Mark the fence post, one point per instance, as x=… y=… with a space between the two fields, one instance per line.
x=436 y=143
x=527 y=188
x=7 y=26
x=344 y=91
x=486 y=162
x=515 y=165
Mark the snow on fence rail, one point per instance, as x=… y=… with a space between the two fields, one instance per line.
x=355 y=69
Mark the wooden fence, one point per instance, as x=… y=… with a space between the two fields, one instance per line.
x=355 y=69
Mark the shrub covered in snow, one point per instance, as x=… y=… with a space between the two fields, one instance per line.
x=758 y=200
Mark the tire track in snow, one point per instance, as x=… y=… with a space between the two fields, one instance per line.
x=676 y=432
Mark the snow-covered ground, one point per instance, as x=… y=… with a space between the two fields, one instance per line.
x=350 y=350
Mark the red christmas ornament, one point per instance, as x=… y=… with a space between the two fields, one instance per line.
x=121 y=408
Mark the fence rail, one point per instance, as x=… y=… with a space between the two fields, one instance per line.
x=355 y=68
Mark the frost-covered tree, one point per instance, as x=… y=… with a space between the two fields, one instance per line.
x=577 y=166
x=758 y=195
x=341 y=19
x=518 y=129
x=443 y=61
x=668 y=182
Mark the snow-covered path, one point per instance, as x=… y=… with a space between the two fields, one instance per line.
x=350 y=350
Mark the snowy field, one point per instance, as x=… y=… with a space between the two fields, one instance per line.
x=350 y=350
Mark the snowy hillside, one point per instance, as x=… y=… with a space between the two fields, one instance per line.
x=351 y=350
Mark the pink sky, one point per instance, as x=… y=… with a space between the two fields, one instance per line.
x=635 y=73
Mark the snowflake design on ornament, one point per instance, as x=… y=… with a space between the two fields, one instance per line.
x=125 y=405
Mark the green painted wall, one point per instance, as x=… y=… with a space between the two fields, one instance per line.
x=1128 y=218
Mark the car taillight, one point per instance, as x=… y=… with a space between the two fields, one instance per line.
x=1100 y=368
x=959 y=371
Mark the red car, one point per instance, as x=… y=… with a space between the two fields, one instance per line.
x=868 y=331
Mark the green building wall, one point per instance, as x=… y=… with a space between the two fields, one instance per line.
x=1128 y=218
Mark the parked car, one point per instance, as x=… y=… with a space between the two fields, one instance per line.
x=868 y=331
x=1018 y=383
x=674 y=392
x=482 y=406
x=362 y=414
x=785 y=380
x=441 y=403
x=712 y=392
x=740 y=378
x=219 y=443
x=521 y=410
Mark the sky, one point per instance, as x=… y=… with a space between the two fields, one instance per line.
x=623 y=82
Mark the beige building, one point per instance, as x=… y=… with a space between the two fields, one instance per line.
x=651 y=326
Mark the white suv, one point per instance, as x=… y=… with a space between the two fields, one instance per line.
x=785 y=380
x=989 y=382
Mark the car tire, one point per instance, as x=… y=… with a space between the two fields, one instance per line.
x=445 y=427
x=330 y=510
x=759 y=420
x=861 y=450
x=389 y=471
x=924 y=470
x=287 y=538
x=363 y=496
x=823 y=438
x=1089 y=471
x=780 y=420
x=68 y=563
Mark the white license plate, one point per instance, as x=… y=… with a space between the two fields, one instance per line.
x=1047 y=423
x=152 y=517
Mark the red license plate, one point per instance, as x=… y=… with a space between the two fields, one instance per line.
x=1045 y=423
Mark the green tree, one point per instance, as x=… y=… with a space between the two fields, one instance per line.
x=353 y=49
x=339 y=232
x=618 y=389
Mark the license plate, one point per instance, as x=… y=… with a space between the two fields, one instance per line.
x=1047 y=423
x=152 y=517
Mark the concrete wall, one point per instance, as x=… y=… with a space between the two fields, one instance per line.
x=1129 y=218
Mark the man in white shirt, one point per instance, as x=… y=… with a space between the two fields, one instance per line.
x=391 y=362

- [Goal]
Can you copy all of the records above, word for word, from first to last?

- [Output for this exercise]
Mark the fence post, one point per instance, as x=… y=… with a space between the two fields, one instance per line.
x=436 y=143
x=527 y=188
x=7 y=26
x=344 y=91
x=486 y=162
x=515 y=165
Mark the snow on fence rail, one point per instance, as x=… y=… with a space between the two fields, one instance per line.
x=355 y=69
Mark the wooden fence, one point per instance, as x=… y=… with a space between the two fields, one instance per line.
x=355 y=69
Mark the shrub covered in snow, one point per instance, as x=… y=… with a space between the two fields, one instance per line.
x=758 y=200
Mark the tire track in snow, one point per instance, as x=… y=… with a space between the two fields, one instance per line.
x=676 y=432
Mark the snow-covered ground, one point per instance, as x=… y=… with a space between the two fields, one instance per line.
x=350 y=350
Mark the red christmas ornament, one point per instance, as x=… y=… with a space between the two fields, one instance per line.
x=121 y=408
Mark the fence rail, one point per instance, as x=… y=… with a space between the two fields, one instance per line.
x=355 y=68
Mark the frost-covered tree, one point per instance, as x=… y=… with a space between the two fields, one instance per line.
x=577 y=166
x=758 y=195
x=341 y=19
x=518 y=129
x=443 y=61
x=668 y=182
Mark the snow-covered path, one point per instance, as x=… y=… with a space between the two fields, one instance per line.
x=350 y=350
Mark the snowy field, one point per instance, as x=… y=… with a space between the two fields, one instance per line.
x=350 y=350
Mark the snowy hillside, one point per instance, as x=… y=… with a space between the two fields, one instance per line.
x=351 y=350
Mark the pink sky, one point per instance, as x=… y=… with a space between the two fields, one instance per line.
x=635 y=73
Mark the snowflake design on ornament, one point per instance, as x=… y=… with a space between the two fields, one instance per line.
x=125 y=405
Mark the green painted wall, one point per instance, as x=… y=… with a space between the two fields, one instance per line.
x=1128 y=218
Mark the car taillight, one point per instance, as x=… y=… with a space between the two fields, one instance per line.
x=1100 y=368
x=959 y=371
Mark the red car, one point per instance, as x=… y=… with a space between the two fields, one instance per line.
x=868 y=331
Mark the green building wall, one point per instance, as x=… y=… with a space between the two fields, one instance per line.
x=1128 y=218
Mark the parked car, one point per instance, as x=… y=… with a space between the two fields, one instance per line.
x=868 y=331
x=1018 y=383
x=674 y=392
x=482 y=406
x=362 y=414
x=785 y=380
x=441 y=403
x=712 y=392
x=740 y=378
x=219 y=443
x=521 y=410
Mark the sky, one point per instance, as x=… y=… with a space between the two fields, one instance per line.
x=623 y=82
Mark the beige building, one point per instance, as x=… y=… with a space between the two fields, one instance per line.
x=651 y=326
Mark the white suv, one point per instance, as x=… y=… with a space between the two fields, one instance per line.
x=785 y=380
x=989 y=382
Mark the car tire, one point per instance, as x=… y=… with a space between the two fields, one instance per line.
x=445 y=427
x=330 y=510
x=759 y=420
x=861 y=450
x=389 y=471
x=924 y=470
x=287 y=538
x=363 y=496
x=823 y=438
x=1089 y=471
x=780 y=420
x=68 y=563
Mark the white license plate, one point per instance, as x=… y=… with a space between the two fields, one instance per line.
x=1047 y=423
x=152 y=517
Mark the red license plate, one point per instance, as x=… y=… with a space between the two fields, one instance per line.
x=1045 y=423
Mark the green tree, one point per instance, as x=… y=… with a space between the two fields, one instance per line.
x=353 y=49
x=339 y=232
x=618 y=389
Mark the license plate, one point per instance, as x=… y=… with a space between the two fields, one instance per line.
x=1047 y=423
x=152 y=517
Mark the concrete wall, one point per instance, as x=… y=… with a space between the two fields, one instance per line.
x=1129 y=218
Mark the man in white shirt, one point per instance, as x=… y=… with a space between the two fields, one instance per line.
x=391 y=362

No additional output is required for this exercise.